What is expected: What follows is a set of entries. Repeat them exactly, but not their pictures.

Coordinate labeling data:
----

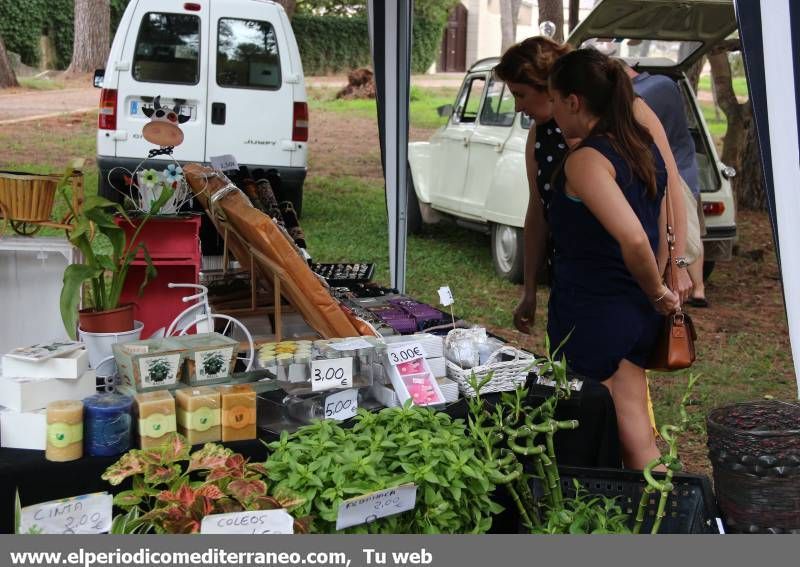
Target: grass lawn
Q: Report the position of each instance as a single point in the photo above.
(739, 85)
(424, 103)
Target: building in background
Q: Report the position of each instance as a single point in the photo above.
(473, 31)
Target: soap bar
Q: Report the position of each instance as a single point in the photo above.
(64, 431)
(156, 411)
(108, 424)
(238, 412)
(199, 414)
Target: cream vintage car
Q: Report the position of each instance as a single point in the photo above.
(473, 168)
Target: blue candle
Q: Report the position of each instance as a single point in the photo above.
(107, 422)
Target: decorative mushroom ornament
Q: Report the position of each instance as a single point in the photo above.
(163, 129)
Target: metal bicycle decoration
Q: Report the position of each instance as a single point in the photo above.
(199, 318)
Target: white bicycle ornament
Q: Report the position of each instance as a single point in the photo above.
(199, 318)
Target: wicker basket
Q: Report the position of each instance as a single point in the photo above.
(506, 375)
(27, 196)
(755, 451)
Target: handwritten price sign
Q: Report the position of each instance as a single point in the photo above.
(330, 374)
(404, 353)
(376, 505)
(87, 514)
(341, 405)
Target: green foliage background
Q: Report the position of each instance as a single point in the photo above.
(334, 42)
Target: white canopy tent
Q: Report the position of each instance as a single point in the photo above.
(770, 34)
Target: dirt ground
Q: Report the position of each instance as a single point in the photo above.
(746, 294)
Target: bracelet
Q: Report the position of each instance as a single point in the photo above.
(662, 296)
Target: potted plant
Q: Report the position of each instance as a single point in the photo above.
(173, 490)
(105, 265)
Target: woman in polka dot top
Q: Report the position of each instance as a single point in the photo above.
(525, 68)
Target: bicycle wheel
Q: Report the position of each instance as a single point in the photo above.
(229, 327)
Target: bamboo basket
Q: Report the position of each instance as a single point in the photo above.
(27, 197)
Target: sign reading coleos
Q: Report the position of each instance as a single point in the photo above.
(253, 522)
(376, 505)
(87, 514)
(404, 353)
(329, 374)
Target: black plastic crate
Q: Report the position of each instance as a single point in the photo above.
(691, 508)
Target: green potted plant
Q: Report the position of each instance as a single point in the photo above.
(105, 265)
(173, 490)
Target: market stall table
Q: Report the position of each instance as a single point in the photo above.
(593, 444)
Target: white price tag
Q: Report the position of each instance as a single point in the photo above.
(341, 405)
(331, 373)
(404, 353)
(350, 344)
(254, 522)
(224, 163)
(445, 296)
(370, 507)
(87, 514)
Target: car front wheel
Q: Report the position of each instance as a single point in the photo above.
(507, 252)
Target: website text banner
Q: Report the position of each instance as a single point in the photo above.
(395, 551)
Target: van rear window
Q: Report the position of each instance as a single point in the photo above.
(247, 54)
(168, 49)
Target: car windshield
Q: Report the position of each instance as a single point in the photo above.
(658, 52)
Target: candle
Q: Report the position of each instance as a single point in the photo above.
(199, 414)
(108, 424)
(156, 412)
(64, 431)
(238, 412)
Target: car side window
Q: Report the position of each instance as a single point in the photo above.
(469, 101)
(498, 107)
(247, 55)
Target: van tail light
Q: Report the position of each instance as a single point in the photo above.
(107, 119)
(713, 209)
(300, 123)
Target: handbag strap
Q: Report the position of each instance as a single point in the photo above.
(669, 272)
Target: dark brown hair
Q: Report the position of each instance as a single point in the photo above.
(607, 92)
(529, 61)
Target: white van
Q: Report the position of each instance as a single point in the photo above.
(233, 67)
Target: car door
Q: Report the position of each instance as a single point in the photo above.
(486, 146)
(249, 85)
(164, 58)
(451, 147)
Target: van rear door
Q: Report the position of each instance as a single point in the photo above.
(162, 56)
(250, 93)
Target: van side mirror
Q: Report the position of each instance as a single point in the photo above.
(727, 171)
(445, 110)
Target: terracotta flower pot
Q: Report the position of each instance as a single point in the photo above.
(116, 320)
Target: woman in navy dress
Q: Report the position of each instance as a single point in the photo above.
(525, 67)
(607, 214)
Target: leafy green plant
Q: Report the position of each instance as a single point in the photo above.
(325, 464)
(105, 272)
(169, 498)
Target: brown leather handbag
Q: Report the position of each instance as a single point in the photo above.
(674, 349)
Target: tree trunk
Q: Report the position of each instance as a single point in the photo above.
(748, 185)
(92, 35)
(509, 14)
(553, 10)
(739, 147)
(693, 73)
(289, 5)
(7, 76)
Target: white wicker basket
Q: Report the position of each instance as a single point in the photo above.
(506, 376)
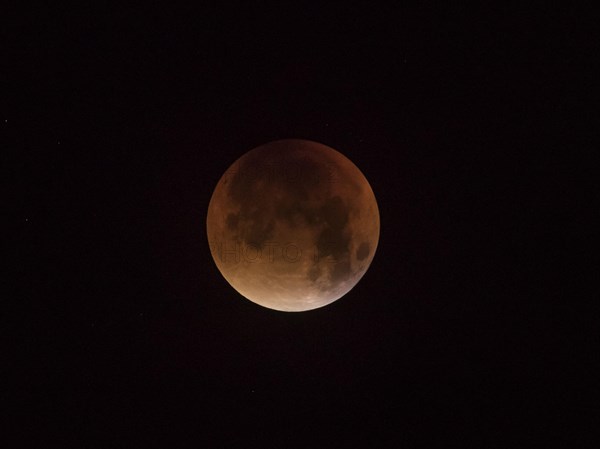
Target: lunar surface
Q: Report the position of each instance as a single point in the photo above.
(293, 225)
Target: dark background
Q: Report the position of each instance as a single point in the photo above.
(118, 123)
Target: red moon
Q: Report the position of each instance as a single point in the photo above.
(293, 225)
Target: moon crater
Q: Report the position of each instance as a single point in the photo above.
(293, 225)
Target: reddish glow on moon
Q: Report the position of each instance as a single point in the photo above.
(293, 225)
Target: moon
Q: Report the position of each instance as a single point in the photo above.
(293, 225)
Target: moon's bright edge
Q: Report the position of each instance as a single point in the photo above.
(293, 225)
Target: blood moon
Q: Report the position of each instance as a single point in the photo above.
(293, 225)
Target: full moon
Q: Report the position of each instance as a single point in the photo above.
(293, 225)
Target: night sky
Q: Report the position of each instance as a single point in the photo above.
(116, 126)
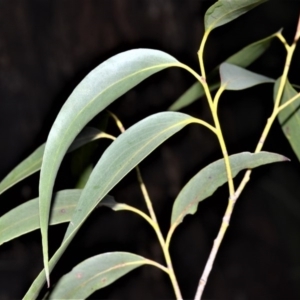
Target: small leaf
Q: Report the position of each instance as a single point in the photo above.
(224, 11)
(289, 117)
(96, 273)
(95, 92)
(207, 181)
(25, 217)
(33, 162)
(242, 58)
(237, 78)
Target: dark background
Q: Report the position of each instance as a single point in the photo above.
(47, 47)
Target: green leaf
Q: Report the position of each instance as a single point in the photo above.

----

In response:
Target: grass lawn
Q: Report the position of each instance as a single point in the photo above.
(739, 85)
(424, 103)
Target: building in background
Q: Report the position of each instance as a single point in the photo above.
(473, 31)
Target: soap bar
Q: Report the position of each instance as a single point in the photo above.
(64, 431)
(156, 411)
(108, 424)
(238, 412)
(199, 414)
Target: cream vintage car
Q: Report the position of each instance as a single point in the photo above.
(473, 168)
Target: blue candle
Q: Report the position of each instance as a single point in the photo above.
(107, 422)
Target: decorative mushroom ornament
Q: Report the position of each instance as a single point in the photo above.
(163, 129)
Target: metal bicycle decoration
Q: Report the position of each instance as a single point in the photo above.
(199, 318)
Target: white bicycle ornament
Q: Report the position of each instance as a single point in the photo above.
(199, 318)
Target: wicker basket
Q: Report the position of each instance as a single point in the photo above.
(506, 375)
(27, 196)
(755, 451)
Target: handwritten price sign
Q: Report the position of each instance as a single point in the photo above.
(330, 374)
(404, 353)
(376, 505)
(87, 514)
(341, 405)
Target: green foliage background
Q: Report the position of each instance as a single point in the photo above.
(334, 42)
Target: white canopy tent
Q: Report the position of each instance as a single point in the photo above.
(770, 34)
Target: dirt ground
Q: Report the position of each instance as a single point in the photo above.
(746, 294)
Target: bracelet
Q: Report the position of each instance as a single point in the photo above.
(662, 296)
Target: potted plant
Q: Report the position of each instance as a single point in the photo above.
(173, 490)
(105, 265)
Target: woman in polka dot top
Q: Report the position of each instance as a single point in the photo above.
(525, 68)
Target: bicycle wheel
Q: Report the position of each instance as a single point in the photo above.
(229, 327)
Target: bamboo basket
Q: Report the position of each instance as a single point in the photo above.
(27, 197)
Target: sign reading coleos
Q: Report the position of each instance as a single point in the photo above.
(253, 522)
(376, 505)
(87, 514)
(404, 353)
(329, 374)
Target: black plastic crate
Q: Report the position of each instance as a single point in the photo above.
(691, 508)
Target: green potted plant
Q: Report the position of each instance as a single point in the photo above.
(105, 265)
(173, 490)
Target: market stall table
Q: Report the position of each instance as a single point in the photo above.
(593, 444)
Target: white price tag
Q: Report the position of each instance as a single point in the photo above.
(341, 405)
(331, 373)
(404, 353)
(350, 344)
(254, 522)
(224, 163)
(445, 296)
(370, 507)
(87, 514)
Target: car front wheel
Q: Report the position of each instance as a single point in the photo above.
(507, 252)
Target: website text banner
Q: Report the position of each instance as a single point in the photo above.
(395, 551)
Target: van rear window
Q: Report the position of each instance as a single point in the photo above.
(247, 54)
(168, 49)
Target: car windshield
Q: Report the position of each instance as a single point in the photo above.
(658, 52)
Target: candle
Q: Report the position of each instance as a single point in the photo above.
(199, 414)
(108, 424)
(156, 412)
(64, 431)
(238, 412)
Target: car side window
Q: Report the position of each instance as a single point in the photo above.
(469, 101)
(498, 107)
(247, 55)
Target: van tail light
Q: Report the position of each instance as a single point in the photo above.
(107, 119)
(713, 209)
(300, 123)
Target: handbag strap
Q: Report the position of each instance as a single point in the photo above.
(669, 272)
Target: dark brown hair
Q: Report the position of each instance as a single point in the photo above.
(607, 92)
(529, 61)
Target: white van
Q: Report the position of each instance as a single point in the photo above.
(233, 67)
Target: car door
Q: Report the position of each instance as a single point in the photo above.
(486, 146)
(249, 85)
(164, 58)
(451, 147)
Target: van rear door
Q: Report the position of each instance as a single point in the photo above.
(162, 56)
(250, 93)
Target: van side mirror
Q: Report the position of each instance as a single point in the photo above.
(727, 171)
(445, 110)
Target: terracotta flower pot
Q: Report the position of each instance as a single point in the photo above.
(116, 320)
Target: woman in navy dress
Q: Report the position of each instance as a single point in the photo above.
(525, 67)
(607, 214)
Target: leafy green plant
Q: Report the position of each instance as a single point in the photo above.
(325, 464)
(105, 272)
(169, 498)
Target: brown leather handbag
Q: Report the position of each instance as a single point in the photo above.
(674, 349)
Target: tree trunk
Q: Report the position of each instance as a single point in the photo above.
(748, 185)
(92, 35)
(509, 14)
(553, 10)
(739, 147)
(693, 73)
(289, 5)
(7, 76)
Target: white wicker basket
Q: Report the position of each instance as a single point in the photo above.
(506, 376)
Target: lunar surface
Q: Report the position of each instance as a single point in the photo above.
(293, 225)
Target: dark background
Q: Report the position of each instance as a single point in the photo above.
(118, 123)
Target: red moon
Q: Report the position of each instance as a single point in the photo above.
(293, 225)
Target: moon crater
Q: Report the position of each instance as a single point in the photo above.
(293, 225)
Target: reddish glow on moon
Q: Report the position of each instance as a single point in the photo above.
(293, 225)
Target: moon
Q: Report the position of each instance as a single point in the photo above.
(293, 225)
Target: moon's bright edge
Q: Report the position of each instance as a single point in the photo above.
(293, 225)
Target: blood moon
Q: Report the position of each instance as a single point in the photo above.
(293, 225)
Target: full moon
Q: Report the position of each instance as a single point in the photo above.
(293, 225)
Target: night sky
Q: Report the position of each instance as a single point in the photo above.
(116, 126)
Target: small leaf
Q: Report the position of each instance as a single point in the photo above.
(224, 11)
(289, 117)
(96, 273)
(95, 92)
(207, 181)
(25, 217)
(33, 162)
(242, 58)
(237, 78)
Target: dark background
Q: Report the position of each instance as a single point in the photo above.
(47, 47)
Target: green leaf
Q: Report the position of each instance as a single point in the photo above.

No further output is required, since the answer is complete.